--- Start Record set ---

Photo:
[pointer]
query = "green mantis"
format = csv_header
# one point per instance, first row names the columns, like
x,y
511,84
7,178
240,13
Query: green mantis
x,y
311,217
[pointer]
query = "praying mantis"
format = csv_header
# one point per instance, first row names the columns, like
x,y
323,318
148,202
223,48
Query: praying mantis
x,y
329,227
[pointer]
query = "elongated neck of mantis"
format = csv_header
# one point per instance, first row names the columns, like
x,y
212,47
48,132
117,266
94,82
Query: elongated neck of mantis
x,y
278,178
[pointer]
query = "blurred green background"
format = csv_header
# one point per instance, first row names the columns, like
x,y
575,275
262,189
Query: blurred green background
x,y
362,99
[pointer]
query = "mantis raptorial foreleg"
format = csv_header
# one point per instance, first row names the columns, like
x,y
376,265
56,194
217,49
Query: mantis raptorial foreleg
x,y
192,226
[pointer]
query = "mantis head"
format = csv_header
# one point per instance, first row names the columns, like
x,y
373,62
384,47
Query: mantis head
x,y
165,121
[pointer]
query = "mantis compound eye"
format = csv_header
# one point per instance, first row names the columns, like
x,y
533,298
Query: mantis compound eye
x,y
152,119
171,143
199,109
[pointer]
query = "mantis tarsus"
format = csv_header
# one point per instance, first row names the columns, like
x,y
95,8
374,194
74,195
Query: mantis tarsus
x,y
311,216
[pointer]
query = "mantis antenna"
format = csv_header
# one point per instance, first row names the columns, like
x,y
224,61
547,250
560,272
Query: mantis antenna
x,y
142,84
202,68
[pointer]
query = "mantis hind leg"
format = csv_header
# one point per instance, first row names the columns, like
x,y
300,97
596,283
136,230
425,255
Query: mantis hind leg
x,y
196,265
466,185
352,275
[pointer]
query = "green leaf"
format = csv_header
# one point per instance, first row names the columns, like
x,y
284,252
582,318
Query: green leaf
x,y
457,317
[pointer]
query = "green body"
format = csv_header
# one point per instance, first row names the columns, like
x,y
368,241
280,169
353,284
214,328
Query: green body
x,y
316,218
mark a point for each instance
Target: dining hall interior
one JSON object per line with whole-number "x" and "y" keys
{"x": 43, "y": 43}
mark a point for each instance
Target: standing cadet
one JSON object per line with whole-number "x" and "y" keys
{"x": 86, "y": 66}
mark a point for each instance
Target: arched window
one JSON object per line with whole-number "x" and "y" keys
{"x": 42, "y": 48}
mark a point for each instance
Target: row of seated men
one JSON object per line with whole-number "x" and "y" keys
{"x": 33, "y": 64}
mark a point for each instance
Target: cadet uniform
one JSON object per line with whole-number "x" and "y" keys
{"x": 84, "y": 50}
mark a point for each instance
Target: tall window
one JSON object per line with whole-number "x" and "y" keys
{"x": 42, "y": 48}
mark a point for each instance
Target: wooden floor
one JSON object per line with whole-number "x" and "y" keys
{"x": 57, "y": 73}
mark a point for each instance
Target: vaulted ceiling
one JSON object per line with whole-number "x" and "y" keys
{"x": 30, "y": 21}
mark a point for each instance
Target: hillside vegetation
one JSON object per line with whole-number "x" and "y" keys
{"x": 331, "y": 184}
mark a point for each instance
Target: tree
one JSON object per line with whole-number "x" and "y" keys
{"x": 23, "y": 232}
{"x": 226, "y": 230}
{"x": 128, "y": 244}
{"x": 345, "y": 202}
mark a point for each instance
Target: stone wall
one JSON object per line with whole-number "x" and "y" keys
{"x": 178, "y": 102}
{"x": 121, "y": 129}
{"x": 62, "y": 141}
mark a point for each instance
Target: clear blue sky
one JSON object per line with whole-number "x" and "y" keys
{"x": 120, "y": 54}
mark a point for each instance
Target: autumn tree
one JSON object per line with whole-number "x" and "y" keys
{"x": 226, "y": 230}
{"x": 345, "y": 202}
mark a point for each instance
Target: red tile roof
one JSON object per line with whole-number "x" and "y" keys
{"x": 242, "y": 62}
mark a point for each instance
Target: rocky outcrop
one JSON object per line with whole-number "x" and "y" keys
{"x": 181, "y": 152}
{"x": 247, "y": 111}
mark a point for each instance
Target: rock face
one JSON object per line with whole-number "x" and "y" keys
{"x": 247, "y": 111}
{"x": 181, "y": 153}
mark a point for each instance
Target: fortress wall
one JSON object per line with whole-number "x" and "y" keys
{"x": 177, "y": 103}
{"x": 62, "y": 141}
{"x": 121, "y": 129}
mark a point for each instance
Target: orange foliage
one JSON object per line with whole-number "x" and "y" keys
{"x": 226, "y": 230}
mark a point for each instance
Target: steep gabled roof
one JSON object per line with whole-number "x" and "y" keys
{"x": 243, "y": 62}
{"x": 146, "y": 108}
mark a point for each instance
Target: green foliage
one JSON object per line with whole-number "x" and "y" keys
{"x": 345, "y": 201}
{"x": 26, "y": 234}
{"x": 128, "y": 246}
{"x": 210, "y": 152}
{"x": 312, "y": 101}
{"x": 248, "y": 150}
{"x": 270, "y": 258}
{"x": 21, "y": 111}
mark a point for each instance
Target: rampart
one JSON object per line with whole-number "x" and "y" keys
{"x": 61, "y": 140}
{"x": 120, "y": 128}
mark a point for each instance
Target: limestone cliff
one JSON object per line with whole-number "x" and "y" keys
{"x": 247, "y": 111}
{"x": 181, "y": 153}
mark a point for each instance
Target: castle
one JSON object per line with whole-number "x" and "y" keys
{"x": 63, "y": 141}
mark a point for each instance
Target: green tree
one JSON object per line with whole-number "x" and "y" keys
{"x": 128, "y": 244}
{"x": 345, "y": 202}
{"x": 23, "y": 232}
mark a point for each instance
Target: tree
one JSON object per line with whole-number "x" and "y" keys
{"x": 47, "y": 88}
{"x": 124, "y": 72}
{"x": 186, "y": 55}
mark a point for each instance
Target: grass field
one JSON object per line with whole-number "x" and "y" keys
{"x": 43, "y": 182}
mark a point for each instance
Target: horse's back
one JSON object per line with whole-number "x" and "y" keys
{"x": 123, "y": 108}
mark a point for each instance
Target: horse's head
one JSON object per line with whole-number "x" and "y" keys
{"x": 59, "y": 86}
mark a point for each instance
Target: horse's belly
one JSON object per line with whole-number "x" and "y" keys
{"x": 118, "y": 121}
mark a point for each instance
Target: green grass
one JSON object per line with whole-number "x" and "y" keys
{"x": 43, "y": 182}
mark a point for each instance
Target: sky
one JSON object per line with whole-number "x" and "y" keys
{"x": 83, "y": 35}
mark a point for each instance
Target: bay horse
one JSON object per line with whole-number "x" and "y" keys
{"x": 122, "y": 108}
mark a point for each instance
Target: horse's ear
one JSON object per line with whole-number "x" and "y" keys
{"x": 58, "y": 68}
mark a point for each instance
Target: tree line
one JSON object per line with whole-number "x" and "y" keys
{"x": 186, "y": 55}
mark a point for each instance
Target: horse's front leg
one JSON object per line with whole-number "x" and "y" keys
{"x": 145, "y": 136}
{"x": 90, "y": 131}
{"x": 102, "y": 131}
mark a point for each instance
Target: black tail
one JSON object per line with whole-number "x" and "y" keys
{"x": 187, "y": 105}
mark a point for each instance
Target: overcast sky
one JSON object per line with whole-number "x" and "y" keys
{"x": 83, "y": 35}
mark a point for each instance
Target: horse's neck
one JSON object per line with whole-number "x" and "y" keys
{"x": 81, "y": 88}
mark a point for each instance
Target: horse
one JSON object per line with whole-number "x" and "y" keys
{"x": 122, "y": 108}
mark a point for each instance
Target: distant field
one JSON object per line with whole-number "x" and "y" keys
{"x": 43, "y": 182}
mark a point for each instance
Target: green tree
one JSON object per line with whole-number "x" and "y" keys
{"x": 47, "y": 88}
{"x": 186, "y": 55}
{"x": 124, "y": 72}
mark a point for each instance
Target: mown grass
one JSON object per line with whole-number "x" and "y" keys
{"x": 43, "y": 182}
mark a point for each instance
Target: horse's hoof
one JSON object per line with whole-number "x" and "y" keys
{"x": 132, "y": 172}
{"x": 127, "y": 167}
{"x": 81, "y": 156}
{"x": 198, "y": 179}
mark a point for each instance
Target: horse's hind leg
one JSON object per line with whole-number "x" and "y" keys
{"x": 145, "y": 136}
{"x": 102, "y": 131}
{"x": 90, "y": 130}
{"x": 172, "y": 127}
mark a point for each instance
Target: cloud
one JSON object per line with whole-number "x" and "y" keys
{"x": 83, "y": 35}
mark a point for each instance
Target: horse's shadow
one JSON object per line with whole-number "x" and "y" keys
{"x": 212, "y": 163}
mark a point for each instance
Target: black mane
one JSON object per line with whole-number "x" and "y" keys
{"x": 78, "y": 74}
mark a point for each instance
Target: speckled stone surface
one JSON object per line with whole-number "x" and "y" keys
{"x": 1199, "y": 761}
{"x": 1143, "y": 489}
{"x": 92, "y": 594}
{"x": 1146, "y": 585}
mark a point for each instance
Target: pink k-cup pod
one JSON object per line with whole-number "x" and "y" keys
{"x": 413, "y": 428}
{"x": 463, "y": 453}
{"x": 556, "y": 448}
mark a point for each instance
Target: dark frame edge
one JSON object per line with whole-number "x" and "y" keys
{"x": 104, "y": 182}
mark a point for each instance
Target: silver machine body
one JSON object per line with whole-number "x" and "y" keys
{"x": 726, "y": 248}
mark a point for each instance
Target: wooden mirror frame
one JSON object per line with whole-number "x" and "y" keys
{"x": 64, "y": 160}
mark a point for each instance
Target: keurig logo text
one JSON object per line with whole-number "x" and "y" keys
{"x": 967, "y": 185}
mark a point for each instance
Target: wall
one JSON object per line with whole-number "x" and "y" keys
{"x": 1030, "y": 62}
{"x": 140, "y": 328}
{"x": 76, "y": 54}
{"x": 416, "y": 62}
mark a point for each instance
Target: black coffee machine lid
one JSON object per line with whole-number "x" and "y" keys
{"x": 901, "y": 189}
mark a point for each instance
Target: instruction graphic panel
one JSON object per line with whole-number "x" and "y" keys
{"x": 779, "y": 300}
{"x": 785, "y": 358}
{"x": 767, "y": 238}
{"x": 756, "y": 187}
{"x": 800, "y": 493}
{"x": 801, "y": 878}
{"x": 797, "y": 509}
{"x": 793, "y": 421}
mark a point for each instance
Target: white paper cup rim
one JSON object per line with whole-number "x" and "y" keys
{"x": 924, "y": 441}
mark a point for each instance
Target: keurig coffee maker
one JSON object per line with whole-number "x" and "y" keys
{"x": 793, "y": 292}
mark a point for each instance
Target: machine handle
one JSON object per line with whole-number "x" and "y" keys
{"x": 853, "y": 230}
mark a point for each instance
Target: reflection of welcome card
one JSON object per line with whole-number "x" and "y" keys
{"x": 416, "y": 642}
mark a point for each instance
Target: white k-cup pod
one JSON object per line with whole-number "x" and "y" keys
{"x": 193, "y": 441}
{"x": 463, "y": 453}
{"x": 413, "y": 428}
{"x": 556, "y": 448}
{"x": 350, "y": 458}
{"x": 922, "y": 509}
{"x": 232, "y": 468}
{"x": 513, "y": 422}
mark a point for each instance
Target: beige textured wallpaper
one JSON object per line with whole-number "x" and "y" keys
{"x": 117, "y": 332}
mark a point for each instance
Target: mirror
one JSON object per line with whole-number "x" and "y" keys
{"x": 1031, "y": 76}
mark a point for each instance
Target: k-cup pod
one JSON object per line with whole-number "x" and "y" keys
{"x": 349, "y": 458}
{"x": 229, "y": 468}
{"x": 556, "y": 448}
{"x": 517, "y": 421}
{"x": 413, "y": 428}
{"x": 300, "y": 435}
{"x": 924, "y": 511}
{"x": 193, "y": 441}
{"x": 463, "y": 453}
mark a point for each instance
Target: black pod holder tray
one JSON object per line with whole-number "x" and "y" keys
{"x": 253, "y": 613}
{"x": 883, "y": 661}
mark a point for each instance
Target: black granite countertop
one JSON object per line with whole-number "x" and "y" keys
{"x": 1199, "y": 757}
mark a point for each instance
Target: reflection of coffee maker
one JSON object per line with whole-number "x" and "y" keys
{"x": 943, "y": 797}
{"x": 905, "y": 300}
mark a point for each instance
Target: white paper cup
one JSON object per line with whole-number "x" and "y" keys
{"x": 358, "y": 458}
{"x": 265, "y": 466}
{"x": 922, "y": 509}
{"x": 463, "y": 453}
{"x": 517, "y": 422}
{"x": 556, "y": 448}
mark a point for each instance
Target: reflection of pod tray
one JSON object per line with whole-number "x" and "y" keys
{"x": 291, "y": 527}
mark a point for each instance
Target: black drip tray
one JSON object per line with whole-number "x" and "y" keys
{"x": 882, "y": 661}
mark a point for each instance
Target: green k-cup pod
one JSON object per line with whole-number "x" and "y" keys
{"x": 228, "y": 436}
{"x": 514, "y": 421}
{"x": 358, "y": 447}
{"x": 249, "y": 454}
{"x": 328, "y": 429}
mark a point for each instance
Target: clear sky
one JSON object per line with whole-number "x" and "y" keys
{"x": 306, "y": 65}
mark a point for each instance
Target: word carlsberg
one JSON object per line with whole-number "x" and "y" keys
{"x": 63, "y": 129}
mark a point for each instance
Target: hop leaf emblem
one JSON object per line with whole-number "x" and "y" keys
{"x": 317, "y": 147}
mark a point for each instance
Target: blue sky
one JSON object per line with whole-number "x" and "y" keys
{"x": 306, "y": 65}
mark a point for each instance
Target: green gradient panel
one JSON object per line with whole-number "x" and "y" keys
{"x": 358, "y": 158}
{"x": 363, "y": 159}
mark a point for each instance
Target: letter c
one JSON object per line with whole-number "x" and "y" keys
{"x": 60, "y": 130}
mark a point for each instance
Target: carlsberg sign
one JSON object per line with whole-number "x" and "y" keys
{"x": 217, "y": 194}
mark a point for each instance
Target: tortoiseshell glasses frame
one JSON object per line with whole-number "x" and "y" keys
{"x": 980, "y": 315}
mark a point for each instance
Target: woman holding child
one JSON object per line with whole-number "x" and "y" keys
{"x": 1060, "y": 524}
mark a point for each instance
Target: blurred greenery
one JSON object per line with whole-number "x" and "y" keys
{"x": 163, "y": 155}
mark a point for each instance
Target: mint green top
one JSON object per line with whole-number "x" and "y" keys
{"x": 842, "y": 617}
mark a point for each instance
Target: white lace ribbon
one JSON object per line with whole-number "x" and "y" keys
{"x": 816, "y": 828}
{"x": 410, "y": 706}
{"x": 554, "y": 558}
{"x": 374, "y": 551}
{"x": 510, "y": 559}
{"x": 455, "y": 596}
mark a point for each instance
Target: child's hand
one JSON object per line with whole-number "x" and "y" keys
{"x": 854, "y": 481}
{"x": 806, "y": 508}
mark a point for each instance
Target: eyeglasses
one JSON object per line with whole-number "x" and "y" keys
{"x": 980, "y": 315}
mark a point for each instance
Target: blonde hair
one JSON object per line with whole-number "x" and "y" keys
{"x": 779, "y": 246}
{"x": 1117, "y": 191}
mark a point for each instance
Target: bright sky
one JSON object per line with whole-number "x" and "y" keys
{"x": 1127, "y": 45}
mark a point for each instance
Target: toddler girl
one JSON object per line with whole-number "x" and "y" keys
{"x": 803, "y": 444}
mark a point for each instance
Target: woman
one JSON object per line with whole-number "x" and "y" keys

--- End Record set ---

Pick out and copy every line in the entries above that contains the string "tarsus".

query = "mantis tarsus"
Query: mantis tarsus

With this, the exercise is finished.